__THE TASK__
Repeat each record below exactly as it is written.

__DATA TO PROCESS__
──────────────────────────────

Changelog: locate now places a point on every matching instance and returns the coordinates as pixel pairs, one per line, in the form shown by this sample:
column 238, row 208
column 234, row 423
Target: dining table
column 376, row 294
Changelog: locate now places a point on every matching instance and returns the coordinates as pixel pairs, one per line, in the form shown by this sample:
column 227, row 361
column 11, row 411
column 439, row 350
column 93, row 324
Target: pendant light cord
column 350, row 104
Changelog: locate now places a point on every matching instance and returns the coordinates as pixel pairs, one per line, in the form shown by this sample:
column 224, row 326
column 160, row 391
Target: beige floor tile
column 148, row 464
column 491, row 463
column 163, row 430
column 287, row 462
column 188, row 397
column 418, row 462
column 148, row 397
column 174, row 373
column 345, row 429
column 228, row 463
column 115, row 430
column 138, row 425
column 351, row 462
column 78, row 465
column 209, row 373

──────────────────────────────

__EXERCISE RESPONSE__
Changelog: locate now places a point on every matching instance and returns the coordinates as pixel pairs, one per line, in the form shown by this sample:
column 238, row 208
column 234, row 423
Target: dining table
column 376, row 294
Changelog: locate now places a point on every matching instance and returns the coordinates as pixel pairs, one per line, in the form shown by this sample:
column 227, row 361
column 11, row 411
column 439, row 350
column 93, row 324
Target: pendant light cord
column 350, row 104
Changelog: locate now places a point on every matching instance and returns the coordinates as pixel pairs, one per line, in the form shown by this sample:
column 224, row 326
column 160, row 391
Target: beige floor tile
column 148, row 464
column 491, row 463
column 163, row 430
column 287, row 462
column 188, row 397
column 418, row 462
column 148, row 397
column 174, row 373
column 345, row 429
column 228, row 463
column 115, row 430
column 138, row 425
column 351, row 462
column 78, row 465
column 209, row 373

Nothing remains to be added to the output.